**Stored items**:
== Segment start ==
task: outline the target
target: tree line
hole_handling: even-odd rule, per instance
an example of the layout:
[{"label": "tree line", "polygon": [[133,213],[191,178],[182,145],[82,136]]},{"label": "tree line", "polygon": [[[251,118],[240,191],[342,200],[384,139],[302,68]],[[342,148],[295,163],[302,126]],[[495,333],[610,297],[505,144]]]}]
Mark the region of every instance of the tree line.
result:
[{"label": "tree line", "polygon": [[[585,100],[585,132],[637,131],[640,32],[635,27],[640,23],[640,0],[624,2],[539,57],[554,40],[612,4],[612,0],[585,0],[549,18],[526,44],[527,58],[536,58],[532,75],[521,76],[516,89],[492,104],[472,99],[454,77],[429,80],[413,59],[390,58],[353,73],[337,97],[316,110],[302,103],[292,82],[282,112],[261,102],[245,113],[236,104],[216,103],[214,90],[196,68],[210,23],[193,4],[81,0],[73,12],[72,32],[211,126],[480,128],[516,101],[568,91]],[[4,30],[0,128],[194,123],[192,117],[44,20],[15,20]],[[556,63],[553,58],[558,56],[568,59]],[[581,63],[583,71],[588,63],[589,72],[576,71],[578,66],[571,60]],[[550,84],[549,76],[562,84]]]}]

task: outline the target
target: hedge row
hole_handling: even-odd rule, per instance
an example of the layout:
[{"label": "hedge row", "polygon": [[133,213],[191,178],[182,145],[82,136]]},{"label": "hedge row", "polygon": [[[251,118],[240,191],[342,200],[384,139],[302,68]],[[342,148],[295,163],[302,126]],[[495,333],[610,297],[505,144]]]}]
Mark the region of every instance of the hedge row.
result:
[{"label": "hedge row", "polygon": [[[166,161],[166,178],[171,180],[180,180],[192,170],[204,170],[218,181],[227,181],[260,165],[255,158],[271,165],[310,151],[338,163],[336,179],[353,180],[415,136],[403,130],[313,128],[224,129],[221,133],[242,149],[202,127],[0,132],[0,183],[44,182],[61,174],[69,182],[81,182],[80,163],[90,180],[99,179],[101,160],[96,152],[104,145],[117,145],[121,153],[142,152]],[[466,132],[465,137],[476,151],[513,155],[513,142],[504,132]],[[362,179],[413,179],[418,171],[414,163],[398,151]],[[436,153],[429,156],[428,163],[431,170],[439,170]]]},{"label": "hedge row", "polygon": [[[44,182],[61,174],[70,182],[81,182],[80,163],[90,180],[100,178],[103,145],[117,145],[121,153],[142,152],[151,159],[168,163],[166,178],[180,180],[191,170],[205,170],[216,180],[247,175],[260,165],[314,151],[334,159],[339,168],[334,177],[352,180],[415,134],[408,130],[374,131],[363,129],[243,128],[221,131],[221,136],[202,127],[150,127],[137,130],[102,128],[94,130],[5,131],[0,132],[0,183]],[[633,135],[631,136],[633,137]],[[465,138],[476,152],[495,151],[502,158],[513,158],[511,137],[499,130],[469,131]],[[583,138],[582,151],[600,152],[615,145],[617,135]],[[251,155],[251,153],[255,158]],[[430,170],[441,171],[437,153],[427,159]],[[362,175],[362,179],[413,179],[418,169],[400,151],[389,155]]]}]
== Segment end ==
== Segment start ==
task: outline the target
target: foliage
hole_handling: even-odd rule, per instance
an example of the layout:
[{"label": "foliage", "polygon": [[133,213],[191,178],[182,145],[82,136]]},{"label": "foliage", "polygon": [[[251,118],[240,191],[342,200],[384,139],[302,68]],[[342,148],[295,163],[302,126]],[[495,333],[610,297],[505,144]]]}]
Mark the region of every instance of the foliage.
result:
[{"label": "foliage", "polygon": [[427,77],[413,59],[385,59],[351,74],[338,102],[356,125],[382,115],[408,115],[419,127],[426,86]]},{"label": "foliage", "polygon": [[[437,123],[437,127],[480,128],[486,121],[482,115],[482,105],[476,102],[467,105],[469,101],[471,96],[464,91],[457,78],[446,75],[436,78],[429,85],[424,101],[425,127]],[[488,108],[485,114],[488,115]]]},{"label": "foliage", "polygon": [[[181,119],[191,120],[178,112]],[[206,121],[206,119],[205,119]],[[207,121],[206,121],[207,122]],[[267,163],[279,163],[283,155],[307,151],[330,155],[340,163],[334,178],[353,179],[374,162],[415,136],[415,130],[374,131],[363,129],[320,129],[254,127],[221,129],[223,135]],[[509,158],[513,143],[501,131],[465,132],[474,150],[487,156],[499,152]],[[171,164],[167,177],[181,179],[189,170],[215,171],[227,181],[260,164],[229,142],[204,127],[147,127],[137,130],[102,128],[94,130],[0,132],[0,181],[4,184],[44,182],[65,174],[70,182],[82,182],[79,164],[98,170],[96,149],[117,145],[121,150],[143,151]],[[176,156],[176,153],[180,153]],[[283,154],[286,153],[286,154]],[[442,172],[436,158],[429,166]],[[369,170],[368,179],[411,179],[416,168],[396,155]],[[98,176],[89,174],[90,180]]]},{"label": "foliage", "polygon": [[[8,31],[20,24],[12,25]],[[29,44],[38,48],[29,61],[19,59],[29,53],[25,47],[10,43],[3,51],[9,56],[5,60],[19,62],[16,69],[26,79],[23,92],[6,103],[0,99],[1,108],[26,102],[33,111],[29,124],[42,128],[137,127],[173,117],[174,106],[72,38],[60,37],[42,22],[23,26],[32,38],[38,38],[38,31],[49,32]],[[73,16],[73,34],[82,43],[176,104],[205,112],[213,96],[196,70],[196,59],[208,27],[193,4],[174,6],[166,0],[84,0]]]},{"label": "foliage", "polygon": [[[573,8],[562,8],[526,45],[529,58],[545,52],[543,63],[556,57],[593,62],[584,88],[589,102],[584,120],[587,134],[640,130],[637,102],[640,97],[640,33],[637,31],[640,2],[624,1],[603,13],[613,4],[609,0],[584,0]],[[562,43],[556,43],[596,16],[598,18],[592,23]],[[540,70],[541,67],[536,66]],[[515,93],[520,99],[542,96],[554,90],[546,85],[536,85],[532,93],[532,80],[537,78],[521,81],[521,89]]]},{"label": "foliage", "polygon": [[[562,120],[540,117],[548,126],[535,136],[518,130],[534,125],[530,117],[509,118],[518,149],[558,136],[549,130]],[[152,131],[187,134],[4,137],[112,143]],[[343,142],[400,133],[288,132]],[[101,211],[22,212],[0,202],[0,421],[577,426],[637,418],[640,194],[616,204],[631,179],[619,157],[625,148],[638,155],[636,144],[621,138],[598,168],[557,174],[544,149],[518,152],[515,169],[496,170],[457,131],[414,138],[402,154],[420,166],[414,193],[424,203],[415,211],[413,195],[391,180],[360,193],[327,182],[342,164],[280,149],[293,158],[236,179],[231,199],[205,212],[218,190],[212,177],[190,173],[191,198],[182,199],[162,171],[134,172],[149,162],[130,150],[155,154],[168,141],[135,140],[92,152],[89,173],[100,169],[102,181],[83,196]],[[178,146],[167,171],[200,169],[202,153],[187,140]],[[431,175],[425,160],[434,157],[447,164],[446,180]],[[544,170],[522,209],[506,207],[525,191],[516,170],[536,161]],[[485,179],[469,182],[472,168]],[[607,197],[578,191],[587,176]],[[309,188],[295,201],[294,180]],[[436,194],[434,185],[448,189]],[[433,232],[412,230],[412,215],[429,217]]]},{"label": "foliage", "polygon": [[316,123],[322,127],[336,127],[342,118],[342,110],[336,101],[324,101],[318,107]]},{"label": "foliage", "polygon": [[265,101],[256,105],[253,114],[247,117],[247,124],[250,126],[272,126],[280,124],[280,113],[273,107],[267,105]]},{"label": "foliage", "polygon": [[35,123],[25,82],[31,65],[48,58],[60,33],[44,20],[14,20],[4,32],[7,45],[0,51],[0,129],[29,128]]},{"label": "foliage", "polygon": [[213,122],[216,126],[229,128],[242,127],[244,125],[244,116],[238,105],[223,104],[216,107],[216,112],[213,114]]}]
== Segment end ==
**HOW TO COMPLETE THIS TASK**:
Reproduce the lines above, beginning at the line with "target: tree line" and stopping after the line with "Mark the region of every instance of the hedge", exactly as they are.

**OUTPUT FOR THIS TASK**:
target: tree line
hole_handling: even-odd rule, per instance
an example of the layout:
[{"label": "tree line", "polygon": [[133,213],[191,178],[182,145],[82,136]]},{"label": "tree line", "polygon": [[[251,118],[240,191],[342,200],[384,139],[302,68]],[[342,148],[295,163],[302,126]],[[495,333],[610,297],[505,144]]]}]
Mark the region of every instance of the tree line.
result:
[{"label": "tree line", "polygon": [[[585,100],[585,132],[637,131],[640,32],[635,27],[640,23],[640,0],[624,2],[539,57],[554,40],[612,4],[612,0],[585,0],[549,18],[526,44],[527,58],[536,58],[532,75],[521,76],[516,89],[492,104],[472,99],[454,77],[429,80],[413,59],[390,58],[353,73],[337,97],[316,110],[302,103],[292,82],[282,112],[261,102],[245,113],[236,104],[216,103],[214,90],[196,68],[210,23],[193,4],[81,0],[73,12],[72,32],[211,126],[480,128],[516,101],[568,91]],[[4,30],[0,128],[194,123],[192,117],[44,20],[15,20]],[[556,63],[553,58],[558,56],[568,59]],[[581,63],[583,71],[588,63],[589,72],[576,71],[578,66],[571,60]],[[550,84],[549,76],[562,84]]]}]

task: outline the target
target: hedge row
hole_handling: even-odd rule, per instance
an example of the layout:
[{"label": "hedge row", "polygon": [[133,213],[191,178],[182,145],[82,136]]},{"label": "hedge row", "polygon": [[[251,118],[240,191],[342,200],[384,139],[302,68]],[[342,148],[295,163],[302,126]],[[495,333],[610,297],[505,144]]]}]
Mark the region of every instance of the hedge row.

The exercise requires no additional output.